### GIVEN TASK A
Copy the following from the text about the Vermeer poem, from "The thief sticks" up to and including "across his mouth.".

### EXCERPTED PASSAGE
A poem about art- a Vermeer—
But plez indulge me first by going to Caltech’s site of Vemeer’s works-
An expandable collage of his paintings–
cacr.caltech.edu
and notice many of his paintings were of sittings in
rooms of a grand house with basically the same subjects
even painted with the same attire (yellow dress)
and especially these two paintings:
'The Concert'
cacr.caltech.edu
And
'The Lady Writing a Letter'
cacr.caltech.edu

Thank you,
please try combining these two particular pictures
As if they were one or moments of life of the same woman:
NOW the poem:
================================================

Girl Writing A Letter
~William Carpenter

A thief drives to the museum in his black van. The night
watchman says "Sorry, closed, you have to come back tomorrow".
The thief sticks the point of his knife in the guard's ear.
"I haven't got all evening", he says, "I need some art".

"Art is for pleasure", the guard says,"not possession, you can't something"..........
and then the duct tape is going across his mouth.
" Don't worry", the thief says," we're both on the same side".

He finds the Dutch Masters and goes right for a Vermeer:
"Girl Writing a Letter." The thief knows what he's doing.
He has a Ph.D.
He slices the canvas on one edge from
the shelf holding the salad bowls right down to the
square of sunlight on the black and white checked floor.
The girl doesn't hear this, she's too absorbed in writing
her letter, she doesn't notice him until too late.
He's
in the picture.
He's already seated at the harpsichord.

### DATA FOR THE TASK

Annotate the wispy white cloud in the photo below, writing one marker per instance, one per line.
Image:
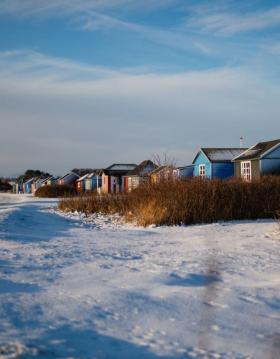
(230, 21)
(93, 15)
(56, 117)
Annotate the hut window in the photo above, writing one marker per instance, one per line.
(202, 171)
(246, 172)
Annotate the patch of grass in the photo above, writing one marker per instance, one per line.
(187, 202)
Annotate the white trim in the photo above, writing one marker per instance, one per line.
(270, 150)
(248, 149)
(202, 170)
(246, 171)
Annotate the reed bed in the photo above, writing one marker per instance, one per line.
(186, 202)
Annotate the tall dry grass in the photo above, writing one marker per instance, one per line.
(187, 202)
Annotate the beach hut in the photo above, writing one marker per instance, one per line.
(259, 160)
(27, 185)
(93, 180)
(113, 177)
(139, 175)
(69, 179)
(80, 183)
(165, 172)
(215, 162)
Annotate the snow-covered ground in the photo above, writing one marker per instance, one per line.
(99, 289)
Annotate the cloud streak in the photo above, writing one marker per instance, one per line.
(56, 118)
(230, 22)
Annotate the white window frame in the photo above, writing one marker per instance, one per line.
(246, 170)
(202, 171)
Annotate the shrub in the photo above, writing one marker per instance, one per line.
(187, 202)
(54, 191)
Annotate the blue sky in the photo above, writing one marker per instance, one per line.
(87, 83)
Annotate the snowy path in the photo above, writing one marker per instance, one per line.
(74, 290)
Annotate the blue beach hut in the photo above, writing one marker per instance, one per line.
(215, 162)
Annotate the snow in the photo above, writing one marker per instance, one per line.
(76, 287)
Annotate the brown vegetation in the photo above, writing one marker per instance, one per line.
(187, 202)
(54, 191)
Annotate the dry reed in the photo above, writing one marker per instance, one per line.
(187, 202)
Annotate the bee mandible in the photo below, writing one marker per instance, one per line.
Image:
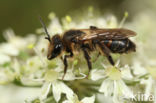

### GIVEN TASK B
Set down, word for word, the lines of the records from the line with "Annotate the blue beach" up to and including the last line of the records. Leave the pictures out of your answer.

### EXERCISE OUTPUT A
The thief sticks the point of his knife in the guard's ear.
"I haven't got all evening", he says, "I need some art".

"Art is for pleasure", the guard says,"not possession, you can't something"..........
and then the duct tape is going across his mouth.

### EXERCISE OUTPUT B
Annotate the blue beach hut in the photo above, writing one marker per instance, one per line.
(215, 162)
Annotate the snow in the photo above, writing one marker per instance, one per line.
(76, 287)
Annotate the brown vegetation in the photo above, writing one marker per instance, one per line.
(187, 202)
(54, 191)
Annotate the dry reed in the photo above, writing one marker per instance, one per line.
(187, 202)
Annotate the bee mandible in the photo below, writing one marker per instance, one per line.
Image:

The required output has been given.